Still, there's something a little chilly and off-putting about many of Janklow's sculptures. The exhibition brochure boasts that he was recently commissioned to do gigantic atrium sculptures for two Carnival Cruise Lines ships, which makes sense -- his austere, impersonal style is perfect for such big, anonymous public spaces.
Leo Kaplan's work, on the other hand, is highly personal, occasionally to the point of being warm and fuzzy. Kaplan creates mixed-media assemblages consisting of cases of various sizes and shapes (and made of various media) that have been filled with all sorts of seemingly incongruous objects. The obvious influence here is the great American surrealist Joseph Cornell, best known for his similar boxes.
Cornell often filled his boxes sparingly, while Kaplan usually goes for a denser clutter made up of a lot of ingredients. Habitat for Jiminy Cricket (1998), for example, includes, among many other things, small tubes of paint neatly lined up, wooden balls, pieces from a chess set, dominoes, a collage of letters of the alphabet, a long-bristle brush, a doll's head, and a little figurine of the title character, almost lost in the mix.
Such rich compositions are full of mystery, because we can never quite figure out what meaning -- if any -- is to be drawn from them. The paint tubes in Habitat for Jiminy Cricket, along with some crumpled paint tins and a bottle of turpentine in another piece, are obvious emblems of an artist's life, while the sports paraphernalia in another piece could conceivably allude to the artist's hobbies.
But what are we to make of Grenadiers (2001), which juxtaposes a pair of miniature Beefeater figurines, an old black-and-white photograph, a page from a book, an old-fashioned toy top, and a child's worn and crumpled shoe? Other pieces incorporate disembodied dolls' heads.

__PROBLEM DESCRIPTION__:
Answer these questions using the exhibition review:
1. Janklow was recently commissioned to make atrium sculptures for two ships belonging to which cruise line?
2. Which American surrealist is named as the obvious influence on Kaplan's assemblages?
3. In what year was Grenadiers made?

Annotated coordinate records
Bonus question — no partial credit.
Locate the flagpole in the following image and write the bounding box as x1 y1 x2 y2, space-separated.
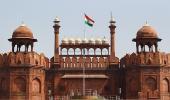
83 13 86 96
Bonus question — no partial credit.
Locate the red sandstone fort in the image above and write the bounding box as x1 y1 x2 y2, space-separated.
0 18 170 100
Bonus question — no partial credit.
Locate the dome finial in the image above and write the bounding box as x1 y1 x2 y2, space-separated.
54 17 60 25
110 12 116 25
144 20 150 26
21 21 26 26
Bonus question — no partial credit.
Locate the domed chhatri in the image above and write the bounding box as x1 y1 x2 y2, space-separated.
132 23 161 53
12 24 33 39
8 24 37 52
136 23 158 38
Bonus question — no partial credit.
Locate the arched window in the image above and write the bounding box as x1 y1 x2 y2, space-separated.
145 77 157 91
161 78 169 93
0 78 7 93
102 48 109 55
75 48 81 55
89 48 94 55
68 48 74 55
13 77 26 93
32 78 41 93
95 48 101 55
61 48 67 55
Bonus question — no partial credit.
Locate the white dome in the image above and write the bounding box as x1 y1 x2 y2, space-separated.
95 38 102 44
75 38 81 44
89 38 95 44
82 38 88 43
68 38 75 44
102 38 109 44
61 38 68 44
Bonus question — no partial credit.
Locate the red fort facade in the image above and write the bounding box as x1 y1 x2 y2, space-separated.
0 18 170 100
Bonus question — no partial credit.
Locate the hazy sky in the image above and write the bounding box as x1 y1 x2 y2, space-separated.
0 0 170 57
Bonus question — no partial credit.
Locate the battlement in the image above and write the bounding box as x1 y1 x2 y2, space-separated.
51 55 119 69
121 52 170 65
0 52 49 68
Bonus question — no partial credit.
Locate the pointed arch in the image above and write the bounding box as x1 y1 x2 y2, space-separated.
161 78 169 93
32 78 41 93
13 77 26 93
145 77 157 91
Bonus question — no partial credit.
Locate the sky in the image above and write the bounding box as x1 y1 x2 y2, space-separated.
0 0 170 58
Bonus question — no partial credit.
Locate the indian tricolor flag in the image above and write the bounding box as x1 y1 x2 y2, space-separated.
84 14 94 27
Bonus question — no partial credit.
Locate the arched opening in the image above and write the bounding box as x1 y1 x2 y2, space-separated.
95 48 101 55
13 77 26 93
89 48 94 55
138 44 142 52
92 57 98 67
145 45 149 52
82 48 88 55
161 78 169 93
145 77 157 91
20 45 25 51
32 78 41 93
61 48 67 55
0 78 8 93
75 48 81 55
68 48 74 55
102 48 109 55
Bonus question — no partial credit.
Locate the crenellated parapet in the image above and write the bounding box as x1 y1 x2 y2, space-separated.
121 52 170 65
0 52 49 68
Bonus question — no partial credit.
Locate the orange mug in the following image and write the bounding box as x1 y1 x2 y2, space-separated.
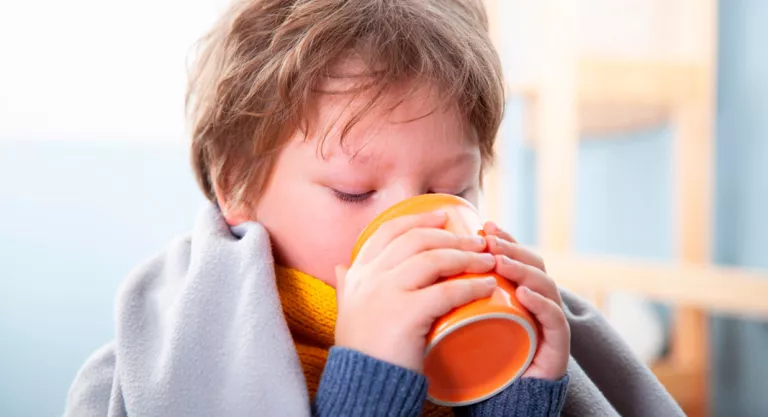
352 194 538 407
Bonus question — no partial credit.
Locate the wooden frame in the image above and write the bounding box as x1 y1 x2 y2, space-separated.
485 0 768 416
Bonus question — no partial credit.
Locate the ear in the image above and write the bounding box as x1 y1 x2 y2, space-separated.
213 186 250 226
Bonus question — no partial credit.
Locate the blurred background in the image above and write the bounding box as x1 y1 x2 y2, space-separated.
0 0 768 417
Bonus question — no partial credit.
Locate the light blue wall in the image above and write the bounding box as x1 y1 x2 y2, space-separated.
503 0 768 417
713 0 768 417
0 140 202 417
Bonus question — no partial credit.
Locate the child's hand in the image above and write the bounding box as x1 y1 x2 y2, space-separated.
483 222 571 381
336 213 496 371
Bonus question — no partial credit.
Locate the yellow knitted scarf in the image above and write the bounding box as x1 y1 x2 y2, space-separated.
276 267 453 417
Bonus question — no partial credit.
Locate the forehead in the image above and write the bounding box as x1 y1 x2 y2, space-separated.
305 79 478 163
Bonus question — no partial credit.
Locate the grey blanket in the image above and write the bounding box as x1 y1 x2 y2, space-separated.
65 206 683 417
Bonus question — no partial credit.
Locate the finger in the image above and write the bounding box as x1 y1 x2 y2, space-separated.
516 287 571 378
485 235 547 272
374 228 486 269
483 222 517 243
496 255 562 305
356 212 448 263
334 265 349 307
416 277 496 318
392 249 496 290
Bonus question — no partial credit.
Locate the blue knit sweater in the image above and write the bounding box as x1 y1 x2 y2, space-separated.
312 347 568 417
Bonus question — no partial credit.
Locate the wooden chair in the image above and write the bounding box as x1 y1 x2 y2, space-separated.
485 0 768 416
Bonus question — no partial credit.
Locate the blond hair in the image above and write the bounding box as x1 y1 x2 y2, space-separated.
187 0 504 204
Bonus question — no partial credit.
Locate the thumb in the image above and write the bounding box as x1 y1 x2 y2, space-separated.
421 278 497 319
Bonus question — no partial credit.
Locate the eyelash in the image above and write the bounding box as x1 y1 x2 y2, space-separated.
333 190 373 204
332 190 467 204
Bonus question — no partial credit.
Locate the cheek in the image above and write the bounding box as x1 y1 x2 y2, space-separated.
257 190 365 286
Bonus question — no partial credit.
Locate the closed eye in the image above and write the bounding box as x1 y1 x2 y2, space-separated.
331 188 375 203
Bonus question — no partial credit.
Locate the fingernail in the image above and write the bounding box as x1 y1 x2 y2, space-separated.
480 253 496 265
472 236 485 246
501 255 519 265
480 277 498 288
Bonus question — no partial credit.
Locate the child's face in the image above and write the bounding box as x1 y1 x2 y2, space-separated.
249 84 481 286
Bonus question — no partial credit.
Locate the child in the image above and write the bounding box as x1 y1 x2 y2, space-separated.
66 0 681 417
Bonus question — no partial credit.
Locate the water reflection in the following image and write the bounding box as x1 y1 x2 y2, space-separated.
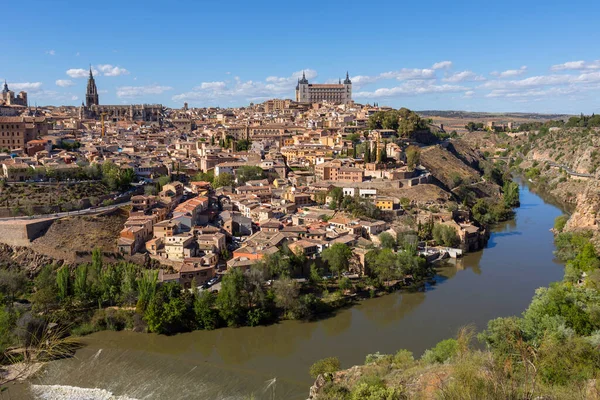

__ANSWER__:
1. Carnival Cruise Lines
2. Joseph Cornell
3. 2001